Excerpt from a dataset
--*--

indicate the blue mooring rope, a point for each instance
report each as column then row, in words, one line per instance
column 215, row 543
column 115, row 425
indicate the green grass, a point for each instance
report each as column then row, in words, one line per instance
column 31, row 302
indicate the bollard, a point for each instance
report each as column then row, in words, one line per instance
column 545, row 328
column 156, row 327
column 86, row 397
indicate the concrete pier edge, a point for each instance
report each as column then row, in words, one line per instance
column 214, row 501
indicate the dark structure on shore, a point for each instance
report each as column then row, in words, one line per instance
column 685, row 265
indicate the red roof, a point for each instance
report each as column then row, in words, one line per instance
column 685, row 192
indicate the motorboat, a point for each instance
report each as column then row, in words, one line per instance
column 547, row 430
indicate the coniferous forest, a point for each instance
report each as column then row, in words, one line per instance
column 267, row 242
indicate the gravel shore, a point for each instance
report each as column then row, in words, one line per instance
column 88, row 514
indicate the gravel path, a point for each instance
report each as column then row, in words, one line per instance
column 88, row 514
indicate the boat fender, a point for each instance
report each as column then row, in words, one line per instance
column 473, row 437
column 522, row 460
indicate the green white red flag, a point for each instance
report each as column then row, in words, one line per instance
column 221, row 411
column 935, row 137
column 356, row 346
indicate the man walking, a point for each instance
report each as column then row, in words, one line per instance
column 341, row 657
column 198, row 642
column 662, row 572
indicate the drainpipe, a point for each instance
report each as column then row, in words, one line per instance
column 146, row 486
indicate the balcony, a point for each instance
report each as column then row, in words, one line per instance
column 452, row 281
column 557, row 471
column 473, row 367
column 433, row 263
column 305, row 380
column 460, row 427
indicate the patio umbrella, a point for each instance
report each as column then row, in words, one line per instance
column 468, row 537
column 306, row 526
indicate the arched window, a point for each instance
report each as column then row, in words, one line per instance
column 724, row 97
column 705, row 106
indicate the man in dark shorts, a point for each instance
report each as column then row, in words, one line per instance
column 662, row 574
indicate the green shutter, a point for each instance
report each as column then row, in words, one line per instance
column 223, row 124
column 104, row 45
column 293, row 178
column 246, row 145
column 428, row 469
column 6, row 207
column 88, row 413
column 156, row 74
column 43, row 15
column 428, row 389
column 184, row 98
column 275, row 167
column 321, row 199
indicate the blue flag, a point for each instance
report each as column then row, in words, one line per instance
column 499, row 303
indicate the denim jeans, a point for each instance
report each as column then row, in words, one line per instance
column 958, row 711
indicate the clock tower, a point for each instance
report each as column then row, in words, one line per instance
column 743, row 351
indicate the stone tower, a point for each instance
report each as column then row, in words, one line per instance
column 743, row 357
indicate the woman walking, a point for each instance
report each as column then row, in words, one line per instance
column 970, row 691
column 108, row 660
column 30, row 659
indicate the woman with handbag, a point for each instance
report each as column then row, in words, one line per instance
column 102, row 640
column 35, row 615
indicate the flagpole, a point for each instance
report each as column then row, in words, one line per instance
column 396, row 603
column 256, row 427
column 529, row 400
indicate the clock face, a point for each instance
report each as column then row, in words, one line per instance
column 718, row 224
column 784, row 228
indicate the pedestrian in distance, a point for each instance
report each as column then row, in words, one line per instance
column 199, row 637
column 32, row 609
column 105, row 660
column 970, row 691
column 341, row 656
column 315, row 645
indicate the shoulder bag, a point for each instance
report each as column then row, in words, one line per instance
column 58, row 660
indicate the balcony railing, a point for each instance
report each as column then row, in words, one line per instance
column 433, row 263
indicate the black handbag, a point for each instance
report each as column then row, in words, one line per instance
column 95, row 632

--*--

» **WHAT THIS TASK INVOLVES**
Change every occurrence of "one line per instance" in the listing to "one line for each instance", and reproduce everything else unaltered.

» **ANSWER FOR THIS EXERCISE**
indicate the blue mooring rope, a point for each instance
report each as column then row, in words, one line for each instance
column 215, row 543
column 115, row 425
indicate the green grass, a point for each instance
report each as column then row, in words, one line for each instance
column 31, row 302
indicate the bollard, a point for each instance
report each as column then row, in words, one line for each instance
column 545, row 328
column 156, row 327
column 86, row 397
indicate the concrete pier edge, a point for each instance
report each as column then row, in words, one line for each instance
column 214, row 501
indicate the dark structure on shore, a point for each instance
report each as column then row, in words, one line for each instance
column 685, row 265
indicate the red roof, a point for each instance
report each as column then row, in words, one line for each instance
column 685, row 192
indicate the motorboat, a point for each instance
report each as column then row, in words, one line for each instance
column 547, row 430
indicate the coniferous forest, a point for each instance
report each as column then row, in words, one line for each instance
column 267, row 242
indicate the gravel shore, a point for each instance
report each as column then row, in words, one line for each instance
column 88, row 514
indicate the gravel path, a point for each instance
report each as column then row, in words, one line for each instance
column 88, row 514
indicate the boat fender, a point for each instance
report each as column then row, in words, one line for each instance
column 473, row 437
column 522, row 460
indicate the green white red flag, a point for each instance
report each as column then row, in words, one line for each instance
column 221, row 411
column 935, row 137
column 356, row 346
indicate the man walking, a point for each instance
report each as column then row, in words, one line for each instance
column 341, row 657
column 198, row 642
column 662, row 572
indicate the drainpipe, a point for each instance
report each as column then row, in words, one line for each instance
column 146, row 486
indicate the balcony, a point for each instance
report each as column then row, in words, one line for each instance
column 452, row 281
column 557, row 471
column 473, row 367
column 433, row 263
column 305, row 380
column 460, row 427
indicate the patio umbrella, a point for each instance
report each as column then row, in words, one line for each instance
column 468, row 537
column 306, row 526
indicate the arched window, a point for each instance
report each as column then row, in words, one line for each instance
column 724, row 97
column 705, row 106
indicate the man in dark shorts, a point for each instance
report each as column then row, in words, one line for each instance
column 662, row 574
indicate the green shutter, a point for each instance
report each as column then row, in words, one line for each instance
column 223, row 124
column 104, row 45
column 293, row 178
column 246, row 145
column 428, row 469
column 6, row 207
column 88, row 413
column 156, row 74
column 43, row 15
column 428, row 389
column 184, row 98
column 275, row 167
column 321, row 199
indicate the blue flag, a point for each instance
report each as column then row, in words, one line for each instance
column 499, row 303
indicate the denim jeans, a point for each instance
report each as column then row, in words, one line for each instance
column 958, row 711
indicate the clock tower, a point for each instance
report each as column then row, in words, one line for each instance
column 743, row 351
indicate the stone tower, a point for each instance
report each as column then row, in words, one line for each instance
column 743, row 357
indicate the woman walking, a point for each instance
report each as column then row, in words, one line for each instance
column 970, row 691
column 108, row 660
column 30, row 659
indicate the woman with handbag, a point for each instance
report each as column then row, in words, one line for each instance
column 102, row 640
column 35, row 615
indicate the flagpole, a point for each instance
report each as column then row, in words, one line for each instance
column 396, row 603
column 256, row 427
column 529, row 400
indicate the clock face, a point for each instance
report each as column then row, in words, one line for each instance
column 718, row 224
column 784, row 228
indicate the pedestrian in distance, a point for each instance
report each as column then row, in words, one line for each instance
column 199, row 637
column 32, row 609
column 105, row 660
column 970, row 691
column 341, row 656
column 315, row 645
indicate the shoulder bag, a point for each instance
report each as column then row, in words, one line for each instance
column 58, row 660
indicate the balcony railing, a point for each instance
report each as column then row, in words, one line for each instance
column 433, row 263
indicate the black handbag, a point for each instance
report each as column then row, in words, one line for each instance
column 95, row 632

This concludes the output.